> **What the exercise asks**
Among the entries below, find every line that has "TARGET" and pull it out.

++++++++++

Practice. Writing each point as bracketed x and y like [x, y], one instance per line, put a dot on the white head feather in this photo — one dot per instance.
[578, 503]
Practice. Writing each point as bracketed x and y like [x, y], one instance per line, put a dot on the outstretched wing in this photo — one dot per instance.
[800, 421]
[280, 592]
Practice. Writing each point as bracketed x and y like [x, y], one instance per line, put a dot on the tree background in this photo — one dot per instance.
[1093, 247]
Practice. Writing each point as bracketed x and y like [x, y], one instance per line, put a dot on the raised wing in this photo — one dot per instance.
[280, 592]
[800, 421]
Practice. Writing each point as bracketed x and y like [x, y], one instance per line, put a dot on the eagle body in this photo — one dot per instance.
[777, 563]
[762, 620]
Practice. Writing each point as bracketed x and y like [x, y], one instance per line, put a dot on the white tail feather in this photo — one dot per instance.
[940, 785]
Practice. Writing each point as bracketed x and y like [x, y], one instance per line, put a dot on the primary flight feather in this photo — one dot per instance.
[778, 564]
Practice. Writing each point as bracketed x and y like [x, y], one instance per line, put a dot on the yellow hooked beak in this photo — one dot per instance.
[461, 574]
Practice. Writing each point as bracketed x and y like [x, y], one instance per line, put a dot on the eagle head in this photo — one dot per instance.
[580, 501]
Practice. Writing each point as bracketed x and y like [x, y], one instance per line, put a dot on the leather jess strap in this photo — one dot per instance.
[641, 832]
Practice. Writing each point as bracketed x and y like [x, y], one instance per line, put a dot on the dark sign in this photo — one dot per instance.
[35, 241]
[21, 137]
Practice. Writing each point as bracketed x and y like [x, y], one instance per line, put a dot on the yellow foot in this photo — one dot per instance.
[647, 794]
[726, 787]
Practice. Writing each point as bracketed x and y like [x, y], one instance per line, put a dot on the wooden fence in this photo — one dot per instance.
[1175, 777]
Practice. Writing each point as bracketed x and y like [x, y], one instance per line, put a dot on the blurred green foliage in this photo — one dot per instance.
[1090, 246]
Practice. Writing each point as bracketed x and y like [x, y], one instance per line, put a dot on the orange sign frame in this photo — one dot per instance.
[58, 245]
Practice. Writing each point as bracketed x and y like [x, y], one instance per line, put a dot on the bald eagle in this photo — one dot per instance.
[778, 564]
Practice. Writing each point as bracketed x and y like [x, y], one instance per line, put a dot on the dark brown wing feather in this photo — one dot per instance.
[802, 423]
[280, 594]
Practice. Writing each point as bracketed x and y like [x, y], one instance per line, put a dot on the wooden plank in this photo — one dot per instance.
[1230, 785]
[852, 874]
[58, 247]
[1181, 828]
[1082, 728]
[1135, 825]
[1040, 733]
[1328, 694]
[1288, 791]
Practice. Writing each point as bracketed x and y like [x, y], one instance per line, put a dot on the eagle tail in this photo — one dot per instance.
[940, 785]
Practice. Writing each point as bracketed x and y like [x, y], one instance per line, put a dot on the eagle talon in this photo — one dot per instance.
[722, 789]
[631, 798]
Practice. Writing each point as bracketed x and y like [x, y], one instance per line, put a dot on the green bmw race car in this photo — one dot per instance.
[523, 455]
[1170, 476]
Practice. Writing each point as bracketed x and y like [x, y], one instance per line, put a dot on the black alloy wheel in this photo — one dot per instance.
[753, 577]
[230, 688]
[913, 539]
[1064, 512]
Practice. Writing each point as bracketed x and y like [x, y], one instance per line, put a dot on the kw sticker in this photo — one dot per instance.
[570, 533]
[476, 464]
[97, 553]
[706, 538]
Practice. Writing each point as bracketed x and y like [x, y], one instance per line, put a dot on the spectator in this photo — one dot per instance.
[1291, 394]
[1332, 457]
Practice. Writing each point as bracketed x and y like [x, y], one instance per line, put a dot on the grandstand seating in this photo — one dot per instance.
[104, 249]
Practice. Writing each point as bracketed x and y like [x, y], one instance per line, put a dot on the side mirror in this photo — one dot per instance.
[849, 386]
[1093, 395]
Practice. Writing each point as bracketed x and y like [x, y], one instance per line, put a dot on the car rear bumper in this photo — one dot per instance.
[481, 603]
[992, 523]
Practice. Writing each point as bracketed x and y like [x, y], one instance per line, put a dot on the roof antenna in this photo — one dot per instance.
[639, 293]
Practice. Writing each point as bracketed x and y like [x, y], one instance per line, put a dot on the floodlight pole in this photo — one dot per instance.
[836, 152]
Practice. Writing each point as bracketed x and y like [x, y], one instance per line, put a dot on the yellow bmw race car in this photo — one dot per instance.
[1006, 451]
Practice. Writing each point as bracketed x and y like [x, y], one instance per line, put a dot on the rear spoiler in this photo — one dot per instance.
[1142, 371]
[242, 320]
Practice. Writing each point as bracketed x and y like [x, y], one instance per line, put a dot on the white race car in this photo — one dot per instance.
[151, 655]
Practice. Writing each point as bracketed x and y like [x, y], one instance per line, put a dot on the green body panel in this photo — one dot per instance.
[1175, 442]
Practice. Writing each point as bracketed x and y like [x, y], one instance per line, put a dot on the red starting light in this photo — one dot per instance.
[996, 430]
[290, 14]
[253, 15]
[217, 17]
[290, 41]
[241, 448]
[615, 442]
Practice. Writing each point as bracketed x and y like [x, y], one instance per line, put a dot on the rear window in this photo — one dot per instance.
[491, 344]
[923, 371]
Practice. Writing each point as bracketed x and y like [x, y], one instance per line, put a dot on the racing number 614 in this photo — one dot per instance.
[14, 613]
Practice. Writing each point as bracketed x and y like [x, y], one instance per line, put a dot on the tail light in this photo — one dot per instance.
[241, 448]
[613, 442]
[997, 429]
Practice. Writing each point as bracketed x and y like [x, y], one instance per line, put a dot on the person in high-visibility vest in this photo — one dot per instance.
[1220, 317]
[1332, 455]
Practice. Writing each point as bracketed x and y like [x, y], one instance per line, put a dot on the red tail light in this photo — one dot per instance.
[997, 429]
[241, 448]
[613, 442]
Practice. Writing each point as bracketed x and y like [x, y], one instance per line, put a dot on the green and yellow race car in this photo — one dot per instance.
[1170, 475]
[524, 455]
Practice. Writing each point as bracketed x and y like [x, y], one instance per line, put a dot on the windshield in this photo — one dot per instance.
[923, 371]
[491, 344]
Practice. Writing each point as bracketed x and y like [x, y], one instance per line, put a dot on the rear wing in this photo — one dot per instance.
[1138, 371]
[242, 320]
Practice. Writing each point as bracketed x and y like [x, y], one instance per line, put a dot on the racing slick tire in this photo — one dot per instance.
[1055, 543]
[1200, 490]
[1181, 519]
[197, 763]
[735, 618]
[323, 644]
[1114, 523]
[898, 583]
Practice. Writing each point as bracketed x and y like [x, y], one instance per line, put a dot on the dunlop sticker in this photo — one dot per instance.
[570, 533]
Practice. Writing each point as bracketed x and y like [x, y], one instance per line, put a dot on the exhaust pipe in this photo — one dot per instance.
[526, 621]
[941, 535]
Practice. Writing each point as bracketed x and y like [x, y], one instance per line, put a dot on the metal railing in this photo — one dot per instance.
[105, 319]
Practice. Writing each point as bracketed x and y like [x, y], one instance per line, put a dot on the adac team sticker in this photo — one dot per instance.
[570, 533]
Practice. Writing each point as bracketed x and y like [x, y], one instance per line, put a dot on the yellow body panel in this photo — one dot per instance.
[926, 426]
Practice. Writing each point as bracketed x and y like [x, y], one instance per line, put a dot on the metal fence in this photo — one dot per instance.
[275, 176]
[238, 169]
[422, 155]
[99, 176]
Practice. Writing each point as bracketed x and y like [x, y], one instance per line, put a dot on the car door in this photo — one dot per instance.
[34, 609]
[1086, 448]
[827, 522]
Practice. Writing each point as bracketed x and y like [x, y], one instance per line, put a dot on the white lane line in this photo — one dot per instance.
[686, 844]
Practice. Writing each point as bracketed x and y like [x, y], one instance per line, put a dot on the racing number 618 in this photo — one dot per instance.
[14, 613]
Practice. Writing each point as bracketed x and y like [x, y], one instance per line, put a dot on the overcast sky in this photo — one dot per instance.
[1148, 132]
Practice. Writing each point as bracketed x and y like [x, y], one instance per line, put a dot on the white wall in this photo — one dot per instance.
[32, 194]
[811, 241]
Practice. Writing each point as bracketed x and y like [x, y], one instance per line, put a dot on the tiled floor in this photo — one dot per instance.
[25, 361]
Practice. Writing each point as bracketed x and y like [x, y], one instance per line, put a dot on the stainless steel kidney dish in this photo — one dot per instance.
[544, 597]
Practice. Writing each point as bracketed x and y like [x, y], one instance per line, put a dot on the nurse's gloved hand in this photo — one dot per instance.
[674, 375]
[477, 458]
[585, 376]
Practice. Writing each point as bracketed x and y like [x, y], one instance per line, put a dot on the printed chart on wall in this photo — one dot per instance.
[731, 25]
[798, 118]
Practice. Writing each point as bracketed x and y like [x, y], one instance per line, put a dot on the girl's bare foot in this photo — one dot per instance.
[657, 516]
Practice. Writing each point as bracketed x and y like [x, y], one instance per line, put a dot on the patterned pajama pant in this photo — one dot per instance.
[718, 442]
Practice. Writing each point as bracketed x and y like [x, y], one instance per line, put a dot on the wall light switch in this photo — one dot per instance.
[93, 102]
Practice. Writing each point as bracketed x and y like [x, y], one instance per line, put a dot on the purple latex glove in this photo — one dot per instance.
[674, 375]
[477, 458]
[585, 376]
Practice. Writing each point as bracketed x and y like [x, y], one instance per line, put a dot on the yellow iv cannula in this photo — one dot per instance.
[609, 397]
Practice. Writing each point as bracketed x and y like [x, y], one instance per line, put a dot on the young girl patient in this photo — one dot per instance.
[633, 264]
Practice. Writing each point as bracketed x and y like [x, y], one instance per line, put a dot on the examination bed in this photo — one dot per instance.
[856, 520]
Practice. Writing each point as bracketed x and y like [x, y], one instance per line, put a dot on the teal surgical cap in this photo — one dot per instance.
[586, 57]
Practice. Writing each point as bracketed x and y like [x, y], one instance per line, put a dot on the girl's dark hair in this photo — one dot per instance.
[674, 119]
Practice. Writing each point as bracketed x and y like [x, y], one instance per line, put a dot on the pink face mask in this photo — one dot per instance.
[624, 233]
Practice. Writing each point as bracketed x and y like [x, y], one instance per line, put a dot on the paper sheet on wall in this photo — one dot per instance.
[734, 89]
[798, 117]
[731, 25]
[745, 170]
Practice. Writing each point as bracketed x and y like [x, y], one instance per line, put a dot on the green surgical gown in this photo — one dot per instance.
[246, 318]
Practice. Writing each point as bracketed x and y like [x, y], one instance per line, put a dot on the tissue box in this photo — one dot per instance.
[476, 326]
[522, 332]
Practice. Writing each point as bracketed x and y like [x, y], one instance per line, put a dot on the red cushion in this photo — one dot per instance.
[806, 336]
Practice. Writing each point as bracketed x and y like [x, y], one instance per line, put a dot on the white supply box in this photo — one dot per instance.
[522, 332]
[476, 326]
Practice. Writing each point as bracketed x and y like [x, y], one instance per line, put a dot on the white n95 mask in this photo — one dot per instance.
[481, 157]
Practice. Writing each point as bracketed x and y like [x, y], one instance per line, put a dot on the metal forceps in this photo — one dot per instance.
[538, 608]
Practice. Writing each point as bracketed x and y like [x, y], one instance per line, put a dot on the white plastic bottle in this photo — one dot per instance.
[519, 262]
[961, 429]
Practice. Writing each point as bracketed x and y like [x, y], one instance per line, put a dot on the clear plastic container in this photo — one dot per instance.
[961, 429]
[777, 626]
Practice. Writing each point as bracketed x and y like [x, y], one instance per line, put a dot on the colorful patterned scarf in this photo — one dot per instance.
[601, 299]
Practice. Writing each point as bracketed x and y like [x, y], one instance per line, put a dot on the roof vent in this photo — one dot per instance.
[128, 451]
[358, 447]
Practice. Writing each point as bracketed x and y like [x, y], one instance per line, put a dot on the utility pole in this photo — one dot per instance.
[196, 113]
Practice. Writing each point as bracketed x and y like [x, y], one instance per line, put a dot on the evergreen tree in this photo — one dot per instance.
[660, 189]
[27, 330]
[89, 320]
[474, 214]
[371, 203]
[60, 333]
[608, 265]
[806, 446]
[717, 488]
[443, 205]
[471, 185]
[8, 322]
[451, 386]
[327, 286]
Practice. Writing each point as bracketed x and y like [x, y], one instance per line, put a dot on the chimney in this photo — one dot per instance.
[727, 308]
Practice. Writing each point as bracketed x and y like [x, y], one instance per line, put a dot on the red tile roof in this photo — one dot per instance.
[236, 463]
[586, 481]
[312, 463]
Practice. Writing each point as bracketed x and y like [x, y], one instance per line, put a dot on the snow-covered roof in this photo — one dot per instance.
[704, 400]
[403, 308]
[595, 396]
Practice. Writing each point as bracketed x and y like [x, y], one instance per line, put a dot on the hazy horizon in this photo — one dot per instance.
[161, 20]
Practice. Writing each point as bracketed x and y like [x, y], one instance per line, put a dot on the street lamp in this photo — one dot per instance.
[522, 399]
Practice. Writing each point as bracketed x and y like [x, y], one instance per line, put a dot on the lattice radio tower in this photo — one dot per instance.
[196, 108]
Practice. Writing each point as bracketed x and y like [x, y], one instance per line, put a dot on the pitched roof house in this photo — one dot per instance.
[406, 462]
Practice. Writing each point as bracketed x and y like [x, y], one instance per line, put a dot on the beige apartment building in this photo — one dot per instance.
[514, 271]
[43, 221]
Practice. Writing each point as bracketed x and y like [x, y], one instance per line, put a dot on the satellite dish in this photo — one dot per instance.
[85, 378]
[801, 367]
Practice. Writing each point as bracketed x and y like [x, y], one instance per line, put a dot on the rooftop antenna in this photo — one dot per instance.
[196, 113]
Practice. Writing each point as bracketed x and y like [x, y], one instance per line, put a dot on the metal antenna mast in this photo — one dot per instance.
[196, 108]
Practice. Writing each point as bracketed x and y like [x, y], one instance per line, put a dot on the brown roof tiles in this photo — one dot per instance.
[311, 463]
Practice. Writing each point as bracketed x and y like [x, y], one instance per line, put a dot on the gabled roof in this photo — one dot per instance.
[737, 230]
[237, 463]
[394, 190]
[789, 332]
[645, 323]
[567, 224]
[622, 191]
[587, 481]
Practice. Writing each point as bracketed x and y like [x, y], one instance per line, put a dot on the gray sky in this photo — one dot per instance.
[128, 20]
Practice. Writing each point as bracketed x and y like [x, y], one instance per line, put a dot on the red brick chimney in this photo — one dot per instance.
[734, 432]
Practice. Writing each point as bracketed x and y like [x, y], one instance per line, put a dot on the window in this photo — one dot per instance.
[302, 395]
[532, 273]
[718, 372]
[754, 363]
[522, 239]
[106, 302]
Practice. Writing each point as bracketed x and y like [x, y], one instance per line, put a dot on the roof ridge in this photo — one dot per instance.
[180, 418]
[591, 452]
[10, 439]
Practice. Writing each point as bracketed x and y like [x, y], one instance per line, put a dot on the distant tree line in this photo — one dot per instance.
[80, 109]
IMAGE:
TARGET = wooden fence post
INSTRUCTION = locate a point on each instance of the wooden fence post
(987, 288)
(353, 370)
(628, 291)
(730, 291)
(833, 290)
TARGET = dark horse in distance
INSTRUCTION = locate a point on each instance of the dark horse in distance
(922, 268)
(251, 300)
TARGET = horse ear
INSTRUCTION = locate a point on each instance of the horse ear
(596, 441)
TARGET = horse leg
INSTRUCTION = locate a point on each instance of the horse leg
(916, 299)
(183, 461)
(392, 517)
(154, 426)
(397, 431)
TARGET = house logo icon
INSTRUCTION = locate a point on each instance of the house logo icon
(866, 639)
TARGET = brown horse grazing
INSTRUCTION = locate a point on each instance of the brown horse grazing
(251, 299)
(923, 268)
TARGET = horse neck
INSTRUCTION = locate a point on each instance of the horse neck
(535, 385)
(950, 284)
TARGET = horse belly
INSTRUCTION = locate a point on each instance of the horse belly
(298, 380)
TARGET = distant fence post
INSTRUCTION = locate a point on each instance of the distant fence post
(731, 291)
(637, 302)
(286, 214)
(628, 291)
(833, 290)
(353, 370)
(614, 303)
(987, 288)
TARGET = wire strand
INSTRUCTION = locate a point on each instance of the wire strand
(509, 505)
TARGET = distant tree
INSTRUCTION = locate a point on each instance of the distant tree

++++++++++

> **Result**
TARGET = wooden fence post
TARGET = dark horse in distance
TARGET = horse ear
TARGET = horse leg
TARGET = house logo icon
TARGET = brown horse grazing
TARGET = horse neck
TARGET = horse belly
TARGET = distant fence post
TARGET = wire strand
TARGET = distant tree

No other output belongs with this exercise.